Some of his recent honors and awards include:

  • Distinguished Campus Service Award, UCR Academic Senate, 2007-2008

  • Honors Professor of the Year, UCR Honors Program, 2007- 2008

  • Distinguished Professor of Philosophy, 2008-

  • Elected Fellow, Collegium Ramazzini, International Headquarters, Carpi, Italy (2003)

  • Elected Fellow, American Association for the Advancement of Science (1998)

Background

Professor Cranor was a Congressional Fellow and a consultant at the Office of Technology Assessment. He also has served on peer review panels at the National Science Foundation, the University of California Toxic Substances Research and Teaching Program, the UC Biotechnology Research and Teaching Program, and the Coordinating Board of the University of California Water Resources Center.

He was educated in mathematics and in philosophy as an undergraduate and graduate student. He received a Master of Studies in Law from Yale in 1981. He used that training in his research and teaching, and his research was supported by more than $1 million in grants and fellowships.

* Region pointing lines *

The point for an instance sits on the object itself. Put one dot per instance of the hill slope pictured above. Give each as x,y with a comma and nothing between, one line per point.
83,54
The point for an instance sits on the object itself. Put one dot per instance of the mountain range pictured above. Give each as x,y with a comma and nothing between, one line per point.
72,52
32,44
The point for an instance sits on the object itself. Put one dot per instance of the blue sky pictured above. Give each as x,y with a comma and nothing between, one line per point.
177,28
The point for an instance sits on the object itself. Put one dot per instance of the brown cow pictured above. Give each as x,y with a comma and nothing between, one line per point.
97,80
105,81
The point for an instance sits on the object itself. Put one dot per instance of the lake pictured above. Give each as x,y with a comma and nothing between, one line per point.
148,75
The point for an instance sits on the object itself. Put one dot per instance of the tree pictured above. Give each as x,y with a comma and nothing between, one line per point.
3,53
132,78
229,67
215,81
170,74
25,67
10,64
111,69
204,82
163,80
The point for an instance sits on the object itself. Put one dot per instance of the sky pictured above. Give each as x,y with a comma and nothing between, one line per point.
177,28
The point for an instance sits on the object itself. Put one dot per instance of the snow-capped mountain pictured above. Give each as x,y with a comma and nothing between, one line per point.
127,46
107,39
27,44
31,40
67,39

--

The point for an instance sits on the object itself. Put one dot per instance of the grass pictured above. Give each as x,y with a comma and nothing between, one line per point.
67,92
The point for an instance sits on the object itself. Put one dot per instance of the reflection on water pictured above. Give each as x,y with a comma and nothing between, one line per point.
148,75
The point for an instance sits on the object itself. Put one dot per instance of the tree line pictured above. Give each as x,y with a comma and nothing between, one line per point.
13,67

---

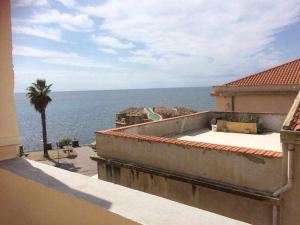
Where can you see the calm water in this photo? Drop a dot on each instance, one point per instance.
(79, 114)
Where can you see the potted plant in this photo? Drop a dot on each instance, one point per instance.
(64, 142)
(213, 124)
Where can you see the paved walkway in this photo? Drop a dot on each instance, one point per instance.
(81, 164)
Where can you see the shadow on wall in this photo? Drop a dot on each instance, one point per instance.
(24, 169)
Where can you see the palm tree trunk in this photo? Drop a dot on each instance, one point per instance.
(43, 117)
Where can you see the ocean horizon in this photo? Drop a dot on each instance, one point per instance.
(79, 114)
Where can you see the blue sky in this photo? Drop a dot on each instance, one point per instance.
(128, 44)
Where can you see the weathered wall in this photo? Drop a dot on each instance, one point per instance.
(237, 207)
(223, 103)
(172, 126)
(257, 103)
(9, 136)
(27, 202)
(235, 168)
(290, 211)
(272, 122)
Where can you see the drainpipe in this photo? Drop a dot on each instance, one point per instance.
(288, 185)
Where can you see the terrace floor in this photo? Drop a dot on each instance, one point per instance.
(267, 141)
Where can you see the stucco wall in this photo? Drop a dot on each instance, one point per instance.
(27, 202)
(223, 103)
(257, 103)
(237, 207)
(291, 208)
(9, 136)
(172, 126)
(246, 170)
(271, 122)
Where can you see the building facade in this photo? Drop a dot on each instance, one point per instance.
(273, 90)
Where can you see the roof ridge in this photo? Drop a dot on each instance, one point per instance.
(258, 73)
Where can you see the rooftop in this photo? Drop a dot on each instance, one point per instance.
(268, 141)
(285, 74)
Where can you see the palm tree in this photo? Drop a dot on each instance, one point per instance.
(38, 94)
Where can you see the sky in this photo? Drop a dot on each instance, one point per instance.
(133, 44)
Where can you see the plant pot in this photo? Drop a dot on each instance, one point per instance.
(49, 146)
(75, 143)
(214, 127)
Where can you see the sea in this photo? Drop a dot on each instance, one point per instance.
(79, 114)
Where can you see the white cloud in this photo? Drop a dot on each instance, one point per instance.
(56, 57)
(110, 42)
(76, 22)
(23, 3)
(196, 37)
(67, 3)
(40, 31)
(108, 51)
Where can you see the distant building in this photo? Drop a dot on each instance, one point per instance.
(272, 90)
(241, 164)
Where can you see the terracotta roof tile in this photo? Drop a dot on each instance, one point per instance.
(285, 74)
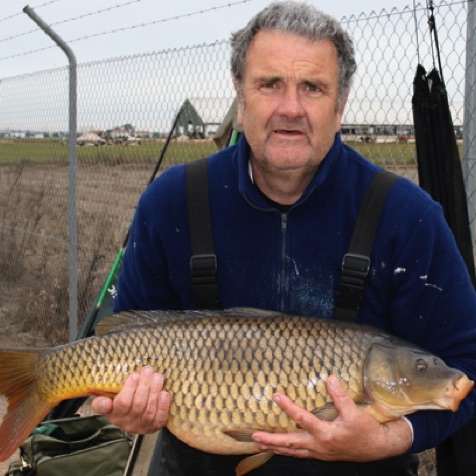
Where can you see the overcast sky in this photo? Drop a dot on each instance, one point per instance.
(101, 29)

* Task directions *
In the text about Professor Cranor's honors and background, rewrite the stretch from "Some of his" through "Carpi, Italy (2003)", substituting "Outstanding" for "Distinguished".

* Final answer *
Some of his recent honors and awards include:

  • Outstanding Campus Service Award, UCR Academic Senate, 2007-2008

  • Honors Professor of the Year, UCR Honors Program, 2007- 2008

  • Outstanding Professor of Philosophy, 2008-

  • Elected Fellow, Collegium Ramazzini, International Headquarters, Carpi, Italy (2003)